◆ EXERCISE PROMPT
Return every line below exactly.

TASK DATA START

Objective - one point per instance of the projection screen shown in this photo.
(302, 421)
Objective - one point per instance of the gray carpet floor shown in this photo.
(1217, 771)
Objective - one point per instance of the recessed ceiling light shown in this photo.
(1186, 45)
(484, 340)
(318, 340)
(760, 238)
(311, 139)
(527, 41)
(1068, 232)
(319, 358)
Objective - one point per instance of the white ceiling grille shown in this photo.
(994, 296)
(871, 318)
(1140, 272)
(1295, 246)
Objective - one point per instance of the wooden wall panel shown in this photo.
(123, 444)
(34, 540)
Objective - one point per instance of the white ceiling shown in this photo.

TASK DATA END

◆ ANSWER SECTION
Objective - one point per instance of the projection screen shown in this photo.
(302, 421)
Objective - one point per instance of the gray carpet floor shown in this photo.
(1217, 771)
Objective - one point per instance of the recessed ceiling light shown in this photo.
(1186, 45)
(484, 340)
(318, 340)
(760, 238)
(311, 139)
(527, 41)
(1068, 232)
(319, 358)
Objective - one point per instance of the white ceiling grille shown in this photo.
(994, 296)
(871, 318)
(1140, 272)
(1295, 246)
Objective - one point per instance of the wooden wall panel shown in this photo.
(123, 444)
(34, 540)
Objective - one point per instance of the white ceiling shown in this photo.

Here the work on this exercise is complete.